START Source extract

By Helen Jung, Anchorage Daily News – January 18, 1998, Page C1
Rule Aims to Trim Bycatch: Fishermen Fear It Will Trip Their Numbers
Amendment 49 may lack the blast of a Bering Sea storm, but the new federal rule already has caused commotion in the fleet, chasing some boats out of Alaska waters and making others examine whether they’ll be fishing on the edges of bankruptcy. The new federal rule, which took effect this month, targets wasteful fishing in the North Pacific, one of the world’s premier fishing holes and the source of 5 billion pounds of seafood annually.
But on top of the seafood that boats want to catch, fishermen also hook or net fish that are too small, the wrong gender, unwanted by seafood markets or otherwise unwelcome. The fleet tosses about 655 million pounds of fish overboard each year in its quest for other seafood – not including the hundreds of millions of pounds of crab, herring, halibut and salmon that vessels must by law discard.

END Source extract
START Data shown

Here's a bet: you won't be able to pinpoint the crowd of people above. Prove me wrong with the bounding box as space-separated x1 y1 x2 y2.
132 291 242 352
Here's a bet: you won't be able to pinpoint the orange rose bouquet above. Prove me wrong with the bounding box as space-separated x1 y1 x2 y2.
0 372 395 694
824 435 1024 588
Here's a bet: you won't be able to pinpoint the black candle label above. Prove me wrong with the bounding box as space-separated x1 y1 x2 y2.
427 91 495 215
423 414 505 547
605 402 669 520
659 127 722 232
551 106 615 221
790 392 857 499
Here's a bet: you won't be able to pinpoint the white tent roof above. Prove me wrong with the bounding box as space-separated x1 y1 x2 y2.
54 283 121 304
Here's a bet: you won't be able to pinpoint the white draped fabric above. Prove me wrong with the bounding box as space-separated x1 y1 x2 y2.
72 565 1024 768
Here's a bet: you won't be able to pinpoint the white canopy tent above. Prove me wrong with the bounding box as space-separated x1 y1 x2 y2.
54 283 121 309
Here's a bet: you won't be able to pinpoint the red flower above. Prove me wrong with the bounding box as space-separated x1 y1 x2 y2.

END Data shown
START Data shown

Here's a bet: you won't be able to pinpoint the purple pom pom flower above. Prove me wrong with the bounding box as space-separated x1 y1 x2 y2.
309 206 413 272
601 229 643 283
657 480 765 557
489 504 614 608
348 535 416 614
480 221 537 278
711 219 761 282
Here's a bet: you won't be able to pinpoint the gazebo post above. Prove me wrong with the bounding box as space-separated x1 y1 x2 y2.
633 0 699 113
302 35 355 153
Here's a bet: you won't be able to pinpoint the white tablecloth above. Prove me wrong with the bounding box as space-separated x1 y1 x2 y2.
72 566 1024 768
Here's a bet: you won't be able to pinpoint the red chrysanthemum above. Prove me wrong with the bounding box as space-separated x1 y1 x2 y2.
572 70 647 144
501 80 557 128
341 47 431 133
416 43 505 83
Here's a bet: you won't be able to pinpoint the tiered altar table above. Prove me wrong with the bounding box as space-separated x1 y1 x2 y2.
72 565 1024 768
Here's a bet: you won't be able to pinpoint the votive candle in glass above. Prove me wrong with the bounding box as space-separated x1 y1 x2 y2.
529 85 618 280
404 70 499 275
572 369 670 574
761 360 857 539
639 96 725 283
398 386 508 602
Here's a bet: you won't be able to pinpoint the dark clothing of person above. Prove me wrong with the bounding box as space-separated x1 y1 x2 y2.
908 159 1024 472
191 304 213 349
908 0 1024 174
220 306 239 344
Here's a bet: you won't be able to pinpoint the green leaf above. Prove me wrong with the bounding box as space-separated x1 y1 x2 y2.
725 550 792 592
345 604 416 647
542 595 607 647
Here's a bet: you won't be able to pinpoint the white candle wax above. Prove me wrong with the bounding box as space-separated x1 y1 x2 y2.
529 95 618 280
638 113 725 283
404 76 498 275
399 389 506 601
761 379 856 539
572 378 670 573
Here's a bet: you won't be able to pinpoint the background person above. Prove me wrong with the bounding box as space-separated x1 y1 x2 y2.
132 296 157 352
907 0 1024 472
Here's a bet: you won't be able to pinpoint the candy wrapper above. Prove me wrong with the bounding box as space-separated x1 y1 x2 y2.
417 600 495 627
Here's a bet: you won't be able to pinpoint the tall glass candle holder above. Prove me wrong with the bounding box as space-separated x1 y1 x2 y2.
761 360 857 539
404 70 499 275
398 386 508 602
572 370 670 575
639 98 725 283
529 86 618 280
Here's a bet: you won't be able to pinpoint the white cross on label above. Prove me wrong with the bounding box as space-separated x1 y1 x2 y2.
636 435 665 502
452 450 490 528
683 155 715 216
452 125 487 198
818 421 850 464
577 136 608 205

END Data shown

Written tasks
**a.** Answer these questions from the bycatch article, one answer per line:
(i) How many pounds of seafood does the North Pacific produce each year?
(ii) About how many pounds of fish does the fleet toss overboard annually?
(iii) Which fish must vessels discard by law?
**b.** Can you carry the bycatch article forward from its last sentence?
The items play no part in this.

Answer list
**a.**
(i) 5 billion pounds
(ii) About 655 million pounds
(iii) Crab, herring, halibut and salmon

**b.**
The rule now requires boats to keep all pollock and cod that they bring on board, even fish that are too small to make into traditional products. That could reduce waste by as much as 75 percent, said the National Marine Fisheries Service, the federal agency that monitors fishing. The rule would require boats to keep yellowfin sole and rock sole starting in 2003.
The requirement is the latest effort in the fishing industry to cut waste, or “bycatch”. Mounting interest by the public, concern for fish stocks’ future by the industry, as well as new federal mandates have been pressuring fishermen to change the way they haul in their seafood catches.
The large factory trawlers and the boats that deliver catches to on-shore plants should have little trouble following the new law, fishery managers said. Both at-sea and on-shore processors have plants that can at least make fish-meal out of otherwise unmarketable pollock. But for some smaller boats without that fish-meal equipment or the cargo space to handle the excess fish, the rule may be the line between business and bankruptcy.
“I don’t think there’s any question that there are people who are going to be (victims) of the rule,” said Teressa Kandianis, who owns Kodiak Fish Co. with her husband, Mark. “I hope I’m not one of them, but I don’t know.”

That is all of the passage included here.